Problem description ▸
Write down exactly the lines of the listing below, beginning with the one containing "Pick out the rottweiler's front" and closing with the final line.

Records ▸
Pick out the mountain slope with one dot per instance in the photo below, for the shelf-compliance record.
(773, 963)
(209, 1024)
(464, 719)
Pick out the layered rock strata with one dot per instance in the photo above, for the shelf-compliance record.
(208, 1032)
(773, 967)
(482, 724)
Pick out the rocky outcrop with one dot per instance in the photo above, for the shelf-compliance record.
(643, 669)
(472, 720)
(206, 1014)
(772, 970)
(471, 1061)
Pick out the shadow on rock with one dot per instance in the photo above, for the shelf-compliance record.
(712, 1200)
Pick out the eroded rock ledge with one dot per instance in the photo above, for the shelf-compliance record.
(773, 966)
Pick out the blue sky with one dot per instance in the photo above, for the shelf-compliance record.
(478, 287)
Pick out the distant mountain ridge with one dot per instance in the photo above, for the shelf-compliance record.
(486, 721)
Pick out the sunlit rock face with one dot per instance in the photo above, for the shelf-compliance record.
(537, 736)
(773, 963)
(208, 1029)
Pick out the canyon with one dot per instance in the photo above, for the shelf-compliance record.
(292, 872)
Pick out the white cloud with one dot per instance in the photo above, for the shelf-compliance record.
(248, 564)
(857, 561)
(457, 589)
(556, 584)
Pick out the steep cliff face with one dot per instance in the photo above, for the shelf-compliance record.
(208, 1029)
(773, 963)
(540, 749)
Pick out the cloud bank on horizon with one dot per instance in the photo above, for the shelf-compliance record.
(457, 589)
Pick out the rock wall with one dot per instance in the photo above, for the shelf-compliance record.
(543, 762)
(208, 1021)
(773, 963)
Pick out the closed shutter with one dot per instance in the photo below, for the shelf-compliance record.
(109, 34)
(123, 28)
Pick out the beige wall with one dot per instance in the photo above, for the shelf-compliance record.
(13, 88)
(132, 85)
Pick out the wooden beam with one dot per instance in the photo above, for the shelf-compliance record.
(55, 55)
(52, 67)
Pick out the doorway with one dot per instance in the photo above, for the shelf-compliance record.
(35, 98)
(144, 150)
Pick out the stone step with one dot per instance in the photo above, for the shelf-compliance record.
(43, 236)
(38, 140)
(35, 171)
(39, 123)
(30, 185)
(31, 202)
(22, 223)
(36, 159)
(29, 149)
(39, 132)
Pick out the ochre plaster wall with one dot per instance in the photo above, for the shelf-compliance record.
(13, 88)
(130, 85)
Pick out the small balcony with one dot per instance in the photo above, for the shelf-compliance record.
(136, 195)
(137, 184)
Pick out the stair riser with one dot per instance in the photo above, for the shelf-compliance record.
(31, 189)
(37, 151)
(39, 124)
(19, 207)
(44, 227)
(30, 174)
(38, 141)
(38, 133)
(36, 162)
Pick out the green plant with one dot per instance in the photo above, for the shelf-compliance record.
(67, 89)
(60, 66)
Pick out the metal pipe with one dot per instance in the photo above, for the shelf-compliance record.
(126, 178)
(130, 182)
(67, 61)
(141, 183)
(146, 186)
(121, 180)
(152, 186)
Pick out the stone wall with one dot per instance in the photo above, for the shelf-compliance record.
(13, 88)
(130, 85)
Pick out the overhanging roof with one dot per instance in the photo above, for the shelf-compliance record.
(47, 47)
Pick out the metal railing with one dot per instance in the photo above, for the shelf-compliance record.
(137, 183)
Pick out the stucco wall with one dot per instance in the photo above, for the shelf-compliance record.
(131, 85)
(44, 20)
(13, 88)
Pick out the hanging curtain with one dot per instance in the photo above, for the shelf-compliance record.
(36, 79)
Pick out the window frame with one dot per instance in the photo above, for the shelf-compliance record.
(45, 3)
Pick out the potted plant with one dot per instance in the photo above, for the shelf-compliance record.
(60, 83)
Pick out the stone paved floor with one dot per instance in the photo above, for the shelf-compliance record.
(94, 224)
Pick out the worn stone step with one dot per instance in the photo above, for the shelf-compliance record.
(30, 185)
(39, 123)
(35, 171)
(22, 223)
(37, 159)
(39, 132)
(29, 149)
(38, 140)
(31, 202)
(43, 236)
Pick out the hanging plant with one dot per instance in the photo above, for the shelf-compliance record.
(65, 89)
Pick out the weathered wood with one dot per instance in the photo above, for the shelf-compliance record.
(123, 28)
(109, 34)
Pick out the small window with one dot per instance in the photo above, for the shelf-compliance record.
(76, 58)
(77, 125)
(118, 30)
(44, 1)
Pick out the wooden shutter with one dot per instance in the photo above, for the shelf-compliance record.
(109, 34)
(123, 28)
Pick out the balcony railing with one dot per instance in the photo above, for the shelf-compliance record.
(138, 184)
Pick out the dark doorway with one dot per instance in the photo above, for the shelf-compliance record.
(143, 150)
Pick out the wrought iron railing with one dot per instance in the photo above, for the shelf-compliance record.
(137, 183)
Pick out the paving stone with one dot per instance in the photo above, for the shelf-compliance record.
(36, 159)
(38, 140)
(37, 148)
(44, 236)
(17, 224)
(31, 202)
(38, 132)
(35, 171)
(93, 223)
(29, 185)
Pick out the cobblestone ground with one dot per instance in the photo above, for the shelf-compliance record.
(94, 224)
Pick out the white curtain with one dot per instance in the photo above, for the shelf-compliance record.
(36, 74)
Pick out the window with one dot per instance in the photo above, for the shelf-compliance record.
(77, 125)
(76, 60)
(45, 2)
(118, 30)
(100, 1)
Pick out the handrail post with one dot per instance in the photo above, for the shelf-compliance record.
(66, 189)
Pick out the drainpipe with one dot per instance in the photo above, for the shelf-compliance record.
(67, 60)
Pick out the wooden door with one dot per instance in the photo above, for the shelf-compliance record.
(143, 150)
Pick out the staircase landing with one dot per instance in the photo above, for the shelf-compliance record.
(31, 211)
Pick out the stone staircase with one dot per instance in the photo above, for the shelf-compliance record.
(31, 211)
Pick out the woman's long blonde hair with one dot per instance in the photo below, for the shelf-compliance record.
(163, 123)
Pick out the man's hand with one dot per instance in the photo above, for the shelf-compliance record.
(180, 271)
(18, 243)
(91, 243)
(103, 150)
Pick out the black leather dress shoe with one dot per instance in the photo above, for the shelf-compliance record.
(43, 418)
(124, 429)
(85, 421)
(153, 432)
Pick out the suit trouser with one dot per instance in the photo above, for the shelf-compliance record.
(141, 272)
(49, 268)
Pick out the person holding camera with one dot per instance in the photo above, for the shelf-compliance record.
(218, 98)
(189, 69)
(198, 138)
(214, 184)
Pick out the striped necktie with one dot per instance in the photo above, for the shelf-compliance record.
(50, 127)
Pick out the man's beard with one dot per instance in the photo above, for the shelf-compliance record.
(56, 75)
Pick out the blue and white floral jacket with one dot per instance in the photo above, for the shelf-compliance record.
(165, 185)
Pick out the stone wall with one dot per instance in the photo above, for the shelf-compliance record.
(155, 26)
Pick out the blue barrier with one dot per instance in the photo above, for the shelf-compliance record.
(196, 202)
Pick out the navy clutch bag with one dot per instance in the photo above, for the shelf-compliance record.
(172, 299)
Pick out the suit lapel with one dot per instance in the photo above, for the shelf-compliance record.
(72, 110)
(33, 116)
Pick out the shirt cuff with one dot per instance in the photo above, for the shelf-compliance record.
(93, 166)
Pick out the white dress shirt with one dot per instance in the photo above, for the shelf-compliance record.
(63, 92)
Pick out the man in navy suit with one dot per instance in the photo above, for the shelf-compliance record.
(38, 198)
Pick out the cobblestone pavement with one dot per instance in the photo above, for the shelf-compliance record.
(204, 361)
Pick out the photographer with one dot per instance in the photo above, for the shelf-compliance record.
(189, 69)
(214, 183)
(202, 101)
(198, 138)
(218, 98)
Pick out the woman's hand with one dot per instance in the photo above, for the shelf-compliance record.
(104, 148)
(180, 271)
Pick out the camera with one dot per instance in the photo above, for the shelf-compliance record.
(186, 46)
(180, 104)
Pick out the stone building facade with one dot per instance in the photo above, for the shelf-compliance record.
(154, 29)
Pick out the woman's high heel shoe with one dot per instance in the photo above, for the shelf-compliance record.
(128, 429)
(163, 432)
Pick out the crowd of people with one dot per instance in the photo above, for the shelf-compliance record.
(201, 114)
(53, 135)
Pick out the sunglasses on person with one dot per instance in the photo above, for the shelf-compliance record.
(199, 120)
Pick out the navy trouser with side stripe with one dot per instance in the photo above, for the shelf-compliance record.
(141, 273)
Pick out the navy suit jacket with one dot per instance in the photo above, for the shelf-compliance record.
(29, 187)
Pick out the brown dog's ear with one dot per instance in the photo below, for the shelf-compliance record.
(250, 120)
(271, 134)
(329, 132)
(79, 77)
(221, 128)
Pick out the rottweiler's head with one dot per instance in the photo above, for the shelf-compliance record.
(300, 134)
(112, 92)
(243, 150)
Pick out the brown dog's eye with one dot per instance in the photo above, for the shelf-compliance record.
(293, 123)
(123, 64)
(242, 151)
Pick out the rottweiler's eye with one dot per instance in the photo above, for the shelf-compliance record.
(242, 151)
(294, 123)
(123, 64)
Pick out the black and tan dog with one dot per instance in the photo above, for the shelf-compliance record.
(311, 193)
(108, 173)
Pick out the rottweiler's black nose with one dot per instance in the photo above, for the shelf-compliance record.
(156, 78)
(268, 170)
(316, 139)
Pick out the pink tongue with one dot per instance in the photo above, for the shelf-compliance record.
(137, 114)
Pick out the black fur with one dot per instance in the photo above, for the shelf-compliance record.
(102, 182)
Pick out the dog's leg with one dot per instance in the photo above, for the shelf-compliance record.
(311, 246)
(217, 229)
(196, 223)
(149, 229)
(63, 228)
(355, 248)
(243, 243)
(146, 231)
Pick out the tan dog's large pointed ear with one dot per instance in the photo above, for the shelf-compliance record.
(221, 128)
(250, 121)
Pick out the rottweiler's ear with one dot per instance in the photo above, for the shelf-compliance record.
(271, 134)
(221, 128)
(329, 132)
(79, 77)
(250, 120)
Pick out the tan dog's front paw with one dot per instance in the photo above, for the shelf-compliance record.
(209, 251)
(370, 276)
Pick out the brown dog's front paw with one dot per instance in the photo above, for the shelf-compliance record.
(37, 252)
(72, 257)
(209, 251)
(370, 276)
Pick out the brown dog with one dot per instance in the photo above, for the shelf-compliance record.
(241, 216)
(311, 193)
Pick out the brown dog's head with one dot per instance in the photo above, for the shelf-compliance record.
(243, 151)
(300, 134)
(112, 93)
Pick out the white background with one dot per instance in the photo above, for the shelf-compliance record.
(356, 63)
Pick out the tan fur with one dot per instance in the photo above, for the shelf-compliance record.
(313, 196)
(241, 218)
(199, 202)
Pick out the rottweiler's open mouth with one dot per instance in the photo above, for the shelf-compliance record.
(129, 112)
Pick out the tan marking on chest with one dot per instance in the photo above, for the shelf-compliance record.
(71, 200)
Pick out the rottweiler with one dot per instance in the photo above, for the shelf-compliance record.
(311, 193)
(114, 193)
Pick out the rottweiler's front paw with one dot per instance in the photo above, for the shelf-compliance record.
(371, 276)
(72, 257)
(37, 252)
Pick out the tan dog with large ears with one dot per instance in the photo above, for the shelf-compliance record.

Answer area ▸
Pick out the rottweiler's front paw with one dot per instance in the photo above, for the shelf-compliance record.
(371, 276)
(72, 257)
(37, 252)
Pick out the tan dog with large ears with one dot per instance in the photo above, for the shelf-compliance record.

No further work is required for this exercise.